___ Material supplied ___
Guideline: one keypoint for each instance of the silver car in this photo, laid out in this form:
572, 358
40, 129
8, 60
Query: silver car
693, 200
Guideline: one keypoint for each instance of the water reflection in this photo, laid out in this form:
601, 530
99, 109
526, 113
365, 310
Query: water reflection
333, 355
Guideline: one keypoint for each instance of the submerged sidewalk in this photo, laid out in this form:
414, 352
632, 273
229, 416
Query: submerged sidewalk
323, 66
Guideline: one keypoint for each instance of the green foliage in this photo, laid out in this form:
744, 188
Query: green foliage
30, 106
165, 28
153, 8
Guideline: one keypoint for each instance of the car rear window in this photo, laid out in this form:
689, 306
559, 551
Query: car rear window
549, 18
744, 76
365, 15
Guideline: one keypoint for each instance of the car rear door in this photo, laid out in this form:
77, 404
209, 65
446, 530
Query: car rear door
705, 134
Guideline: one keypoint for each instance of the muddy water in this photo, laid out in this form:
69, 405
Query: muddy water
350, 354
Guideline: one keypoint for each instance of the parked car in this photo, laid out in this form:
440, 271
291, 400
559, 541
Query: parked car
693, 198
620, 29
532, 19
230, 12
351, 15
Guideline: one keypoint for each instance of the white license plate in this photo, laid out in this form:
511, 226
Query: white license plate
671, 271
___
§ **How to complete this task**: Every line above must be repeated exactly as it appears.

§ **Written solution**:
Guideline: one keypoint for each instance of the silver car in this photo, laid out in this form:
572, 358
40, 129
8, 60
Query: silver car
693, 200
Guideline: one keypoint for each instance of the water reflection in this photo, laid out in this form:
601, 530
99, 109
526, 113
365, 310
Query: water reflection
333, 355
Guideline: one keypoint for each instance of the submerged sidewalk in this photo, laid out in this form:
414, 352
632, 273
229, 416
Query: submerged sidewalk
323, 66
Guideline: one keypoint for each instance of the green foliage in this photo, laid out in this form:
744, 188
Query: green foliage
30, 106
165, 28
153, 8
Guideline: one keypoint for each instance of the car rear window in this photo, laid out in this form:
689, 306
559, 551
Query: car rear window
549, 18
744, 76
365, 15
Guideline: one keypoint for each instance of the car rear door in this photo, laid out in this form:
77, 404
209, 65
446, 530
Query: car rear door
705, 134
Guideline: one keypoint for each instance of the muddy water in this photo, laid out in this form:
69, 405
Query: muddy water
350, 354
Guideline: one keypoint for each instance of the parked car in this photo, laid out in this form:
440, 271
291, 400
559, 541
Query: parked car
693, 198
620, 29
532, 19
230, 12
351, 15
Guideline: one keypoint for each instance of the white license plate in this photo, laid out in this form:
511, 226
Query: white license plate
671, 271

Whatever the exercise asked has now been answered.